# TEXT EXCERPT
A number of things kept the plan from implementation. First, Germany did not possess the means to mount a Cross-Channel amphibious assault; at the very least, several thousand landing craft would have been required, landing craft for troops and equipment, and simply were not available, nor produceable in any timely manner. Even Hitler acknowledged the notion of using civilian canal barges, the only readily available alternative, was wholly impracticable. Secondly, German airpower and surface maritime combat capability were wholly inadequate to the task of defending a massed invasion fleet from the quite capable, and very present, British Home Fleet and the land based, also very present, RAF, in the first instance, let alone doing so while simultaneously providing naval and air support to an amphibious assault. Third, and perhaps most importantly, Hitler remained convinced The British would at the very least accept terms amounting to withdrawal from the war, thereby allowing Germany a free hand in continental Europe.
Incidentally, Sealion plans resulted in the confiscation of a huge proportion of French, Dutch, and Belgian canal barges, most of which remained idle under military control (though perhaps neglect might be a better word) throughout the remainder of the war, much to the detriment of Germany's war materiel transport capability.
There indeed was a plan ... there were not the means, and such was acknowledged; a year later, a plan without means was implemented, despite vigorous counteradvice, spelling inevitably The Third Reich's doom at the hands of The Soviet Union.

# TASK TO CARRY OUT
How would this sentence from the Sealion excerpt read in Spanish: "Even Hitler acknowledged the notion of using civilian canal barges, the only readily available alternative, was wholly impracticable."? Rely on the Sealion excerpt alone.

Location identification items
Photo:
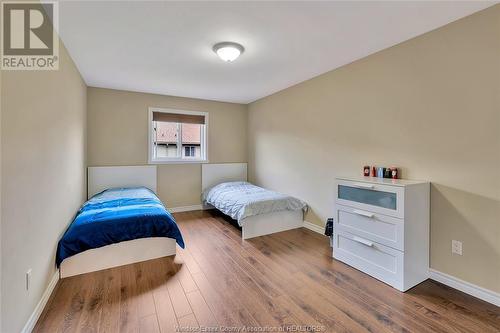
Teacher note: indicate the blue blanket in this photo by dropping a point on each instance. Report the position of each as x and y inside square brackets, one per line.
[114, 216]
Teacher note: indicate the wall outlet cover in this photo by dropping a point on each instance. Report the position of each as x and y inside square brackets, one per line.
[456, 247]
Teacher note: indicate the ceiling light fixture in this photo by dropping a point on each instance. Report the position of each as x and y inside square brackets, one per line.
[228, 51]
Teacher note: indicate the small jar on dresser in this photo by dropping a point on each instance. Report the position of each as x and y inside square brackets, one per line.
[382, 228]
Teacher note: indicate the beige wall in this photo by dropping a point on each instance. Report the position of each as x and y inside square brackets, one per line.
[430, 105]
[118, 135]
[43, 127]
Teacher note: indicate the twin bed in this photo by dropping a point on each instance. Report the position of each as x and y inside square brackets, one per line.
[124, 221]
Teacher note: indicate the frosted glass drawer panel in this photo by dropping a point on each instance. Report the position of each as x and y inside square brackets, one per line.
[380, 228]
[368, 196]
[379, 198]
[377, 260]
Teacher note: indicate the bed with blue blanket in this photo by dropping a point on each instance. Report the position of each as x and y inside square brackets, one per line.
[118, 222]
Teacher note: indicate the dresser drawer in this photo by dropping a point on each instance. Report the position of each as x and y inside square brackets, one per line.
[376, 227]
[377, 260]
[384, 199]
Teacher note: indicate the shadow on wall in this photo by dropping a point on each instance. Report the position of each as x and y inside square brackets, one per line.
[475, 221]
[312, 217]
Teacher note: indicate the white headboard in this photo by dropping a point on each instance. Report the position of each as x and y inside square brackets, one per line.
[213, 174]
[101, 178]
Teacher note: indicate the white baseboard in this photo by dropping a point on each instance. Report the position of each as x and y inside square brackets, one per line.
[314, 227]
[466, 287]
[185, 208]
[30, 324]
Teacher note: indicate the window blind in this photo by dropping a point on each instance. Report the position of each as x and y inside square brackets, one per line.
[178, 118]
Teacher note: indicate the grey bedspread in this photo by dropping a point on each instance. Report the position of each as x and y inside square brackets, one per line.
[242, 199]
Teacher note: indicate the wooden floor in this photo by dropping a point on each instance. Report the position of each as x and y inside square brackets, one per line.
[283, 280]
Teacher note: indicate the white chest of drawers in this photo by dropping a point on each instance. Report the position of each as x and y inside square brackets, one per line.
[381, 227]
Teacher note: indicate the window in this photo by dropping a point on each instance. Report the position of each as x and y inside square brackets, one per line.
[190, 151]
[177, 136]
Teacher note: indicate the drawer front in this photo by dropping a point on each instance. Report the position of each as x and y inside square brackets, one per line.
[381, 262]
[384, 199]
[380, 228]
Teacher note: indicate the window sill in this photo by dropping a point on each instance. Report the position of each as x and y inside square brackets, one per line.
[178, 161]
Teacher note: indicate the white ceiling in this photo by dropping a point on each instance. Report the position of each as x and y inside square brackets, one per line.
[166, 47]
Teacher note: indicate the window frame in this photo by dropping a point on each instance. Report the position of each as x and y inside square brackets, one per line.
[177, 160]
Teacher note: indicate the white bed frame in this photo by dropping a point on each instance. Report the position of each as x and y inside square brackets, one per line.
[254, 226]
[128, 252]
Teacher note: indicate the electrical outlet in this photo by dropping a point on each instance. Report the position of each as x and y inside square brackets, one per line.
[28, 279]
[456, 247]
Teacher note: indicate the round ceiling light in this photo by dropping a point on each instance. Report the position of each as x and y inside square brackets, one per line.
[228, 51]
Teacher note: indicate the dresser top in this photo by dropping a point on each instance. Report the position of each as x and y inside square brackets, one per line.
[384, 181]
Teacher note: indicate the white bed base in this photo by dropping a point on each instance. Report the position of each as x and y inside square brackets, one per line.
[265, 224]
[254, 226]
[118, 254]
[124, 253]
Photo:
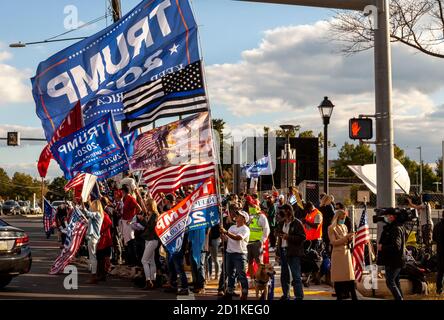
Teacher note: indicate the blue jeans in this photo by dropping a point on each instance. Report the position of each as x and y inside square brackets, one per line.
[198, 271]
[177, 261]
[392, 281]
[236, 265]
[293, 265]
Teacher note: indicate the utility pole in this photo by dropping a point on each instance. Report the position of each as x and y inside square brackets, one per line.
[117, 14]
[420, 170]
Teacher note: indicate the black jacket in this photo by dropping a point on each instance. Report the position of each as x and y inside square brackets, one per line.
[393, 245]
[296, 239]
[438, 237]
[327, 216]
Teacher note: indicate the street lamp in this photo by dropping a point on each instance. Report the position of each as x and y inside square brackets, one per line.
[287, 128]
[326, 109]
[420, 169]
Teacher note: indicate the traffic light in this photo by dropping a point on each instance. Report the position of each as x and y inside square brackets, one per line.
[13, 139]
[361, 128]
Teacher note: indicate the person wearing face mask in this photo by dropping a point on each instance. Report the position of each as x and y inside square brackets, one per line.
[342, 272]
[391, 250]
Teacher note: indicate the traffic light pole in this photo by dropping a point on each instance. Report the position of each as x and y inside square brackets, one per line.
[383, 88]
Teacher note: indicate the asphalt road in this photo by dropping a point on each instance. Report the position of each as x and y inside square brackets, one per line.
[38, 284]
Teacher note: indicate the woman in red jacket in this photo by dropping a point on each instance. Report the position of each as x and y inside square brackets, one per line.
[104, 248]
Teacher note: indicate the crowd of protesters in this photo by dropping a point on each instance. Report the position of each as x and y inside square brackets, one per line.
[121, 231]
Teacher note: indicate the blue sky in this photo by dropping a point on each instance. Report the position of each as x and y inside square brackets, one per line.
[230, 31]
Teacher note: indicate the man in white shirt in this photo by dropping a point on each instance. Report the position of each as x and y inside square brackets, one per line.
[236, 258]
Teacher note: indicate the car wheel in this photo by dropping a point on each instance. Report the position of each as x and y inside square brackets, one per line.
[4, 281]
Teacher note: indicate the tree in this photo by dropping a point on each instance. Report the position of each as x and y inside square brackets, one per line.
[416, 23]
[56, 189]
[351, 154]
[5, 183]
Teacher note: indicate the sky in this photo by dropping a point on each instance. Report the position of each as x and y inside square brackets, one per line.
[265, 65]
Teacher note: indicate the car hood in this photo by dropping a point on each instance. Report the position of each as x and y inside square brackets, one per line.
[10, 228]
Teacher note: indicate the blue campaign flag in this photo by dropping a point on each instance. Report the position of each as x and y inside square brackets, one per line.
[128, 141]
[139, 48]
[95, 149]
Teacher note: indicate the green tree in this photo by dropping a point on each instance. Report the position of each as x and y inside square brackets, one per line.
[351, 154]
[56, 189]
[5, 183]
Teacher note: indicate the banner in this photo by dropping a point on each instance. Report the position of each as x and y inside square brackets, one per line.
[205, 210]
[187, 141]
[197, 211]
[70, 124]
[258, 168]
[95, 149]
[128, 141]
[156, 38]
[76, 230]
[171, 225]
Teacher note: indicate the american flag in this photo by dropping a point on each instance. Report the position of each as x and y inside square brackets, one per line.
[75, 233]
[362, 238]
[75, 182]
[168, 180]
[48, 216]
[178, 93]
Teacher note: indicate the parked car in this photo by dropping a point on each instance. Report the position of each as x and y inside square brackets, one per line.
[24, 207]
[15, 253]
[35, 209]
[11, 207]
[57, 203]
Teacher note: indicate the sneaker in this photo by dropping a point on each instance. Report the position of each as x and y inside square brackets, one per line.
[170, 290]
[183, 292]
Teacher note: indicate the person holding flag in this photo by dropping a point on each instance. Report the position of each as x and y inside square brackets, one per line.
[95, 216]
[342, 271]
[236, 257]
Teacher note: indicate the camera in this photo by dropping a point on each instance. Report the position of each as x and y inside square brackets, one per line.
[403, 215]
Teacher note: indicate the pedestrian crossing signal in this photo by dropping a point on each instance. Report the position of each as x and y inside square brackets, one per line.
[361, 128]
[13, 139]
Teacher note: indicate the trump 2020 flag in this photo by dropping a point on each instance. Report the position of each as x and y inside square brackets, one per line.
[156, 38]
[48, 216]
[75, 233]
[95, 149]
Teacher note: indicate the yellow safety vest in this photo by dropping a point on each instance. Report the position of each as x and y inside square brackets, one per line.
[256, 231]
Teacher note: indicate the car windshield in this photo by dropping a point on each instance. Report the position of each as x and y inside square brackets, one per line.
[57, 203]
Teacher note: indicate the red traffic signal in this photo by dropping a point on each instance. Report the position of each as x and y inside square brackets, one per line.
[361, 128]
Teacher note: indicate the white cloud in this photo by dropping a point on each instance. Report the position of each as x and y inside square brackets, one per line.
[295, 66]
[14, 83]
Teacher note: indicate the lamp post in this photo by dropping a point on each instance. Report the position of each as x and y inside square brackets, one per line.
[287, 128]
[420, 169]
[326, 109]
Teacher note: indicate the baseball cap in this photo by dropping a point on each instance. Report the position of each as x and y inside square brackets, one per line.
[245, 215]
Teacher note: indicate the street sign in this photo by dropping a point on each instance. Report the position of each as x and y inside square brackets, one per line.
[13, 139]
[361, 128]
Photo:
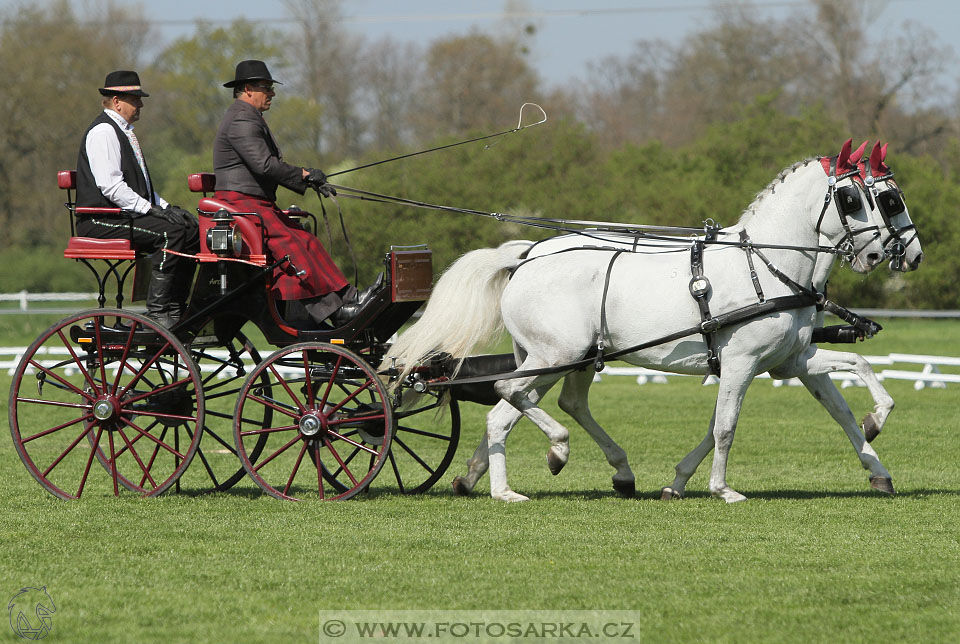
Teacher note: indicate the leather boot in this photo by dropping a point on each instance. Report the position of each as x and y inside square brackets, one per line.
[349, 310]
[160, 304]
[182, 287]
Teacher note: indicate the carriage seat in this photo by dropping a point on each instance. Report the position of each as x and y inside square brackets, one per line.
[91, 247]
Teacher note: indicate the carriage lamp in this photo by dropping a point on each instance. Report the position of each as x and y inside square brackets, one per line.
[224, 238]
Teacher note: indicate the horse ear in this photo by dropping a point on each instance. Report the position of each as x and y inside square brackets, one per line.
[844, 157]
[857, 154]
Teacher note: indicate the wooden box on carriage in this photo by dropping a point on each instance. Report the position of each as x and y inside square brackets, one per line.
[412, 272]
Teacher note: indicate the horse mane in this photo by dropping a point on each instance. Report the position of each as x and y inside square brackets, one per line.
[771, 187]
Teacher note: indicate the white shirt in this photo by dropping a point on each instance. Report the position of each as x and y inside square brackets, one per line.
[103, 152]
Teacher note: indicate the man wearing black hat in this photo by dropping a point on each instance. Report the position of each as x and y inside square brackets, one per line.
[249, 167]
[112, 173]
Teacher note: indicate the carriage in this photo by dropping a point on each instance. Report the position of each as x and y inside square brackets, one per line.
[313, 418]
[316, 418]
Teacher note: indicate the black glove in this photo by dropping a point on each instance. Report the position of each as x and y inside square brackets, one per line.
[184, 215]
[317, 180]
[173, 214]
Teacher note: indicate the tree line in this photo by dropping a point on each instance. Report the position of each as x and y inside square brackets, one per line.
[672, 133]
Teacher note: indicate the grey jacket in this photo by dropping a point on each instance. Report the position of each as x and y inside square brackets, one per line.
[246, 157]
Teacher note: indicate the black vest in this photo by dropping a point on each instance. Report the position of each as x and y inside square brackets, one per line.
[88, 194]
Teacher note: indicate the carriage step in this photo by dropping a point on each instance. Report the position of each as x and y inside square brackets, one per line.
[94, 248]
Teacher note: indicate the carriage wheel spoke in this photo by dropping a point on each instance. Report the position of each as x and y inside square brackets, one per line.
[283, 383]
[296, 467]
[156, 440]
[70, 447]
[396, 472]
[269, 430]
[420, 432]
[69, 423]
[351, 442]
[69, 385]
[113, 465]
[93, 451]
[277, 453]
[396, 439]
[343, 466]
[136, 457]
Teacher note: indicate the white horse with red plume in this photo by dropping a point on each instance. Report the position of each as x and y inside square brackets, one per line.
[685, 310]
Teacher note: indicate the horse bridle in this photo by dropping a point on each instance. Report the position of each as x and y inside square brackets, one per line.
[890, 204]
[848, 201]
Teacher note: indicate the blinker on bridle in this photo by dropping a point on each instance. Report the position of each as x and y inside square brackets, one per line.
[848, 202]
[890, 204]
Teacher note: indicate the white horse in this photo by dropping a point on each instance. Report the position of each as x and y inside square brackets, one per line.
[553, 308]
[898, 234]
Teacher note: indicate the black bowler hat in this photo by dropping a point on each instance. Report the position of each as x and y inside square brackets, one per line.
[122, 82]
[248, 70]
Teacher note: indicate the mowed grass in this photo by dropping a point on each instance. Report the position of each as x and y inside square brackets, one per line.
[814, 555]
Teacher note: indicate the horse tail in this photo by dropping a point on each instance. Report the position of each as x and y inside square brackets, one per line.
[463, 309]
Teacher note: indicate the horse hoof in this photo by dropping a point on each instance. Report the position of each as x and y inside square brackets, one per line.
[554, 462]
[626, 489]
[669, 494]
[510, 497]
[729, 495]
[460, 488]
[882, 484]
[870, 427]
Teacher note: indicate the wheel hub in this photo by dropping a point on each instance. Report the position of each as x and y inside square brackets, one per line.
[105, 409]
[310, 424]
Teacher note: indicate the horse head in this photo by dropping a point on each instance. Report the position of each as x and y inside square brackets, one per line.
[855, 230]
[898, 232]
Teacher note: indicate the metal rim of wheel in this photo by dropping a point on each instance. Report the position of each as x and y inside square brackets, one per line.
[223, 378]
[422, 447]
[325, 399]
[109, 384]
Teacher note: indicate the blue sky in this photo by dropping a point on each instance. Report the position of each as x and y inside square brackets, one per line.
[571, 33]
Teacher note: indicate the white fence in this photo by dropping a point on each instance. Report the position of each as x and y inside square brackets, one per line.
[928, 375]
[24, 298]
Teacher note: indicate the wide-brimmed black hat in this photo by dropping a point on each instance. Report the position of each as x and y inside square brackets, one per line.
[248, 70]
[122, 82]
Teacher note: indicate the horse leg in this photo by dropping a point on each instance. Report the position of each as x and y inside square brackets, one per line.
[574, 401]
[828, 361]
[478, 464]
[689, 465]
[476, 467]
[827, 394]
[519, 393]
[734, 380]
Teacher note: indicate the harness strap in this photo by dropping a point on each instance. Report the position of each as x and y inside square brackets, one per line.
[742, 314]
[598, 362]
[748, 251]
[699, 289]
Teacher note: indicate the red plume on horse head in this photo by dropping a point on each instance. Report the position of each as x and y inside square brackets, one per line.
[847, 159]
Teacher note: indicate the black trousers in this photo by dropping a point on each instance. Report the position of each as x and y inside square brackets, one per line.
[149, 234]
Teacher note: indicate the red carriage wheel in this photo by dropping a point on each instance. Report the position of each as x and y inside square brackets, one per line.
[223, 369]
[108, 384]
[424, 443]
[326, 401]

# WRITTEN ANSWER
Incluso Hitler reconoció que la idea de utilizar barcazas civiles de canal, la única alternativa disponible de inmediato, era totalmente impracticable.